One major flaw with humans is our ability to deny just about anything. Even when it’s right in front of our faces. Especially death.
After the 1918 Spanish Flu pandemic– no one ever discussed it. If it was discussed, it was in a passing comment or a three-sentence paragraph.
Same thing for the 1831 cholera pandemic in England and beyond. After more than 52,000 lives were claimed to cholera- it was never discussed or mentioned.
Oh yes, and the Black Death? The bubonic plague that decimated Europe for three years; again, rarely discussed.
The 1918 flu is never mentioned in textbooks when World War I is discussed; even though it killed more than the actual war itself.
Is it our fear of death that prevents us from actually acknowledging its existence? Even when its everywhere? Are we so afraid to acknowledge our own mortality?
I understand the trauma of seeing people dying every day. Seeing coffins stacked up. Mass graves being dug. But after it’s over…..
I recently had a patient who lost her grandmother. She was a wreck when she came into the office. I offered my condolences and some advice on keeping healthy during a time of intense grief (I have experienced it way too many times). The following week she came back in, and while she looked tired, she didn’t seem like someone who just lost someone. I asked her the obvious question: How are you doing?
Her response was basically, “I am working two jobs and going to meetings so I can’t think about it.”
I jumped right away into healer mode. I explained to her how bad it was not to acknowledge the death of her grandmother, but also her own grief. Keeping in grief will only cause more damage in the future than actually dealing with it when its there. When I worked in hospice I saw it all the time. Family members not dealing with the reality that their loved one is dying. When death came they would just brush it off. The “we knew it was coming,” quote I heard a thousand times.
What about death is so frightening that when it’s right there we ignore it? Never discuss it. Never want to deal with it. Even those with strong religious and spiritual lives deny the obvious.
We are all dying.
Accepting our own mortality, even in the face of death itself, can not only empower us with the ability to live our lives to the fullest but also give us the strength we need when our loved ones pass away. We are not as fragile as we think we are. Pretending that death will not happen–or, that death happened on a large scale– is only denying our ability to recognize our own mortality.
And as for those who passed away- how horrible is it to just forget them? Forget what happened? Forget how they died? Never discussing it again. Don’t they deserve respect? I was so happy when I hear that the Mutter Museum in Philadelphia was holding a mournful march to honor those who died in the 1918 flu epidemic. Finally acknowledging not only the victims but also death itself.
Until we can stop denying the obvious- we are never going to truly live.

▶ [Given records]:
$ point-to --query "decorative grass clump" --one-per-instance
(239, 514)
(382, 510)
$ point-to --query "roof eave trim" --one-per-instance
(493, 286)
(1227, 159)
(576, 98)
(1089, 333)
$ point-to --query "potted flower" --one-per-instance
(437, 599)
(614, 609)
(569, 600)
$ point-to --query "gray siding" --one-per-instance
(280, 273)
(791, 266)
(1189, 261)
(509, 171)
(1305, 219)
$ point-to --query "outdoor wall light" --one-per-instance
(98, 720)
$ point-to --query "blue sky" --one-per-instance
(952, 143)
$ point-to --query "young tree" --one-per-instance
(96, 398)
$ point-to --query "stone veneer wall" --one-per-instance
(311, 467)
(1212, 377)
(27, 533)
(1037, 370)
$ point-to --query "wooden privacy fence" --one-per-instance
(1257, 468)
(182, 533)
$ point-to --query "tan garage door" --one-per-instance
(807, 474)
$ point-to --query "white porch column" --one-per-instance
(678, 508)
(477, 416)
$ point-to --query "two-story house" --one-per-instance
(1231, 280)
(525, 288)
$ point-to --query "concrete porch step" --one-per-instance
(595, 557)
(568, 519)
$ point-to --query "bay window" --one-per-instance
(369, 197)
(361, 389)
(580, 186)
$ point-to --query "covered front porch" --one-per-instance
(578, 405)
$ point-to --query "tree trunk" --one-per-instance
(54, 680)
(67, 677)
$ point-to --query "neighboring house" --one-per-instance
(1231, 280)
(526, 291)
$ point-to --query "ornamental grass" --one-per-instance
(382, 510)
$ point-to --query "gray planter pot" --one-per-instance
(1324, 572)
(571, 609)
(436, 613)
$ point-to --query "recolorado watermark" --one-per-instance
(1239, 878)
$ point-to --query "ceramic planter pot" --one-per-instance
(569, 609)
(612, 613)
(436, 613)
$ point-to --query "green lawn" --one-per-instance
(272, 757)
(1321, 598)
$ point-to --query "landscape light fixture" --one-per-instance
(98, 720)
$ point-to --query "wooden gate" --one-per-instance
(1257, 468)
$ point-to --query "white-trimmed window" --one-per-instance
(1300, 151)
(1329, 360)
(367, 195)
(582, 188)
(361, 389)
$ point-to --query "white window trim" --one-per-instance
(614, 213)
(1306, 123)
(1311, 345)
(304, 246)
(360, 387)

▶ [Work to complete]:
Write out the essay on denying death word for word, from "After the 1918" up to and including "discussed or mentioned.".

▶ [Result of this exercise]:
After the 1918 Spanish Flu pandemic– no one ever discussed it. If it was discussed, it was in a passing comment or a three-sentence paragraph.
Same thing for the 1831 cholera pandemic in England and beyond. After more than 52,000 lives were claimed to cholera- it was never discussed or mentioned.